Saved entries
_ _ _
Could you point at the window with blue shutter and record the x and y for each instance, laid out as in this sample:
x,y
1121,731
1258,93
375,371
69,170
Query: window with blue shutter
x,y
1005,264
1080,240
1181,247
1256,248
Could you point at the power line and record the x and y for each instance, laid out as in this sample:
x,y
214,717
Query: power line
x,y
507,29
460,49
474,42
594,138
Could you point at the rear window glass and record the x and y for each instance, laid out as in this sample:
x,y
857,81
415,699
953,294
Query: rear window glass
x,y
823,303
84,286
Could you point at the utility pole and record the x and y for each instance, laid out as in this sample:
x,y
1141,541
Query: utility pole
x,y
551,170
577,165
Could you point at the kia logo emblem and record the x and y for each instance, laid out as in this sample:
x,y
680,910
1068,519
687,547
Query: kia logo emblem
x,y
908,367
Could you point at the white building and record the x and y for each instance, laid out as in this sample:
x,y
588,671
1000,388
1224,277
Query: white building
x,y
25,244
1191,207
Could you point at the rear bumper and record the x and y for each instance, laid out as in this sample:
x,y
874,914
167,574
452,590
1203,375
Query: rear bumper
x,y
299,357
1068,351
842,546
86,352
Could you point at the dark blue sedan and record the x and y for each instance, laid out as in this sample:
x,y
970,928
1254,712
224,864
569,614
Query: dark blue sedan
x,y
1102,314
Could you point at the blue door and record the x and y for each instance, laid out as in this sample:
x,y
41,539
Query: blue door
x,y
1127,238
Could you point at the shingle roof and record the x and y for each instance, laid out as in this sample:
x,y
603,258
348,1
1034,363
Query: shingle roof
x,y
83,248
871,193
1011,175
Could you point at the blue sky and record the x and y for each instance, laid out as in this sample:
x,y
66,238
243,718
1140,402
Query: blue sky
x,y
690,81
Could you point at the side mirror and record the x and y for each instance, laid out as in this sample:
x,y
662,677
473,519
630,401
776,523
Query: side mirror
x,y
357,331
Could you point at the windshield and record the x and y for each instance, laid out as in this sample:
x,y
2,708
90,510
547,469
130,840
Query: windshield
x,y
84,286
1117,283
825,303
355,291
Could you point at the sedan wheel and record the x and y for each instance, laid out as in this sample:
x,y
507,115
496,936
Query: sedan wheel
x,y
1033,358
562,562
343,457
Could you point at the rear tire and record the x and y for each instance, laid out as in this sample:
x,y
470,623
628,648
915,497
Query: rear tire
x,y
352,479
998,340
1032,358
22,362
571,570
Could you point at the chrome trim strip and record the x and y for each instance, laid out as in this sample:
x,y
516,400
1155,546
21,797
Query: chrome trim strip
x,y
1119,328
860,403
_ _ _
Brief
Reproduce every record, matching each line exactly.

Answer to this problem
Could you point at the window with blue shutter and record the x and y for each instance, laid out as in this sample:
x,y
1121,731
1258,93
375,371
69,170
Query: window with blue shutter
x,y
1005,264
1080,240
1181,247
1256,248
Could you point at the power line and record the x and y for each instance, laid out as in this sample:
x,y
214,717
Query: power line
x,y
507,29
460,49
474,42
594,138
Could you point at the rear window glass and record the x and y for each instance, laid out as in this sample:
x,y
857,81
415,699
953,294
Query: rear window glass
x,y
823,303
84,286
Could you point at the utility pole and record the x and y for each instance, laid out as in this sample:
x,y
1141,541
Query: utility pole
x,y
551,170
577,165
Could you point at the kia logo emblem and record the x and y for each instance, laid out as in this sample:
x,y
680,910
1068,519
687,547
Query: kia logo emblem
x,y
908,367
Could you point at the white building and record the x and y for each instance, laid out as in this sample:
x,y
588,671
1000,388
1224,277
Query: white building
x,y
25,244
1191,207
Could you point at the rear bumper and record the x and y for each instance, laid out as in this sample:
x,y
874,914
167,574
452,590
1203,375
Query: rear bumper
x,y
299,357
1068,351
842,546
86,352
Could you point at the dark blue sedan and record the x and y for each instance, laid out as in this sample:
x,y
970,928
1254,712
224,864
569,614
Query: dark blue sedan
x,y
1102,314
Could you point at the blue door and record the x and y for each instance, laid out as in this sample:
x,y
41,539
Query: blue door
x,y
1127,238
Could you point at the shingle roof and record the x and y for each instance, laid out as in this sample:
x,y
603,258
348,1
1034,363
Query: shingle roof
x,y
83,248
871,193
1011,175
Could you point at the blue sky and record the x and y for each instance, laid out as in this sample:
x,y
66,238
243,718
1140,402
Query: blue sky
x,y
690,81
Could you point at the side mirror and record the x and y for each instance, laid out as in this sample:
x,y
662,677
473,519
630,401
776,523
Query: side mirror
x,y
357,331
Could you point at the windshield and record the x and y for each instance, laid out as in this sample:
x,y
2,708
90,510
547,469
130,840
Query: windshield
x,y
84,286
1117,283
825,303
355,291
Could you point at the sedan wheel and record the x and y for each instance, laid out as in this sample:
x,y
507,115
496,936
Query: sedan wheel
x,y
1033,358
562,562
343,457
Could you point at the rear tire and record the x and y for each instance, laid out as in this sample:
x,y
470,623
628,648
915,497
Query: rear tire
x,y
352,479
998,340
1032,358
22,362
571,570
Could you point at the chrome trim strip and record the x and y for each instance, laid out as in this sample:
x,y
516,400
1155,546
21,797
Query: chrome trim strip
x,y
1119,328
860,403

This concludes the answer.